Problem description: From the entries below, return only the lines starting at the one that contains "Where in the scene above is the grassy" and ending at the one that contains "Where in the scene above is the green ground?", exactly as they stand.

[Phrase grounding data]
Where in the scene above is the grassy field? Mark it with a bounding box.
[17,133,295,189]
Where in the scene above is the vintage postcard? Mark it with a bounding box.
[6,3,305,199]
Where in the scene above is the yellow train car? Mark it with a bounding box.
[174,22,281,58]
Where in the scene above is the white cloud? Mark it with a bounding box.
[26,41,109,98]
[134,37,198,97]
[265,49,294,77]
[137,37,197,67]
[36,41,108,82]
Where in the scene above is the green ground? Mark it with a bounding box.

--

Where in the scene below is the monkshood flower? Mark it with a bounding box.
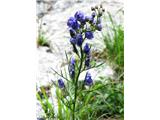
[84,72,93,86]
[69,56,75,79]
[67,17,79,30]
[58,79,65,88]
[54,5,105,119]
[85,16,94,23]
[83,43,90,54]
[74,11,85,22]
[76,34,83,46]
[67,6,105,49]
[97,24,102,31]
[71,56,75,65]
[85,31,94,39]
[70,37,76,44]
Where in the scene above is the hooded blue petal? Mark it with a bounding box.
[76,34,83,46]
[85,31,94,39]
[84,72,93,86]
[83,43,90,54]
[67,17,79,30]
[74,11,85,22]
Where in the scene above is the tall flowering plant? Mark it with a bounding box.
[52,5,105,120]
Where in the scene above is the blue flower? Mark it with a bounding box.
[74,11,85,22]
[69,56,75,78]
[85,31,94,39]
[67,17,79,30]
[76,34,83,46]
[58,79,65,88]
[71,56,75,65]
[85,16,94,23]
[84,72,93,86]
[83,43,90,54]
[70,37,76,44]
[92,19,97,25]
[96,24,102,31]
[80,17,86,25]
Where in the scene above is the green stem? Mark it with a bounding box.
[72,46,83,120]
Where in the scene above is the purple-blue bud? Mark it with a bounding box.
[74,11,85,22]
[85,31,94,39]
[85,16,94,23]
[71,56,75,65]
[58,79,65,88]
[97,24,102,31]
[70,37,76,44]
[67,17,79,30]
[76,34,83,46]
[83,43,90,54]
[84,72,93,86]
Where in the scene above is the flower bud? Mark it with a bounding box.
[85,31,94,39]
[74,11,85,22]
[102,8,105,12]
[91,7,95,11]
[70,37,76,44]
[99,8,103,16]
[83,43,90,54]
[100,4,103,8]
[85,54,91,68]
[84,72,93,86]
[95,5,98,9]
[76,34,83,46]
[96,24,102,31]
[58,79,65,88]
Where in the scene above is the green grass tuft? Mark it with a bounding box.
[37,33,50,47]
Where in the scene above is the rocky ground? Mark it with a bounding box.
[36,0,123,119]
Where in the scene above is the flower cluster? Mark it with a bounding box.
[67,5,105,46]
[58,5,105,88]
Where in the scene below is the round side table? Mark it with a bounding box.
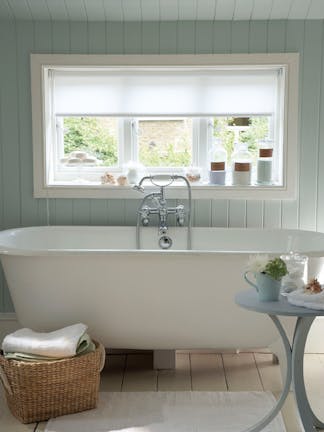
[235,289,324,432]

Written solution:
Where in the scene above is the grassy field? Mark it with a bounding box.
[17,133,295,189]
Where in the scene above is the vintage postcard? Mark it with a bounding box.
[6,3,305,199]
Where in the scene above is the yellow train car? Mark it with a bounding box.
[174,22,281,58]
Where in the scene above is the white cloud? Mark it with a bounding box.
[26,41,109,98]
[134,37,198,97]
[265,49,294,77]
[137,37,197,67]
[36,41,108,82]
Where in the scene above is the green ground? Mark it with a bounding box.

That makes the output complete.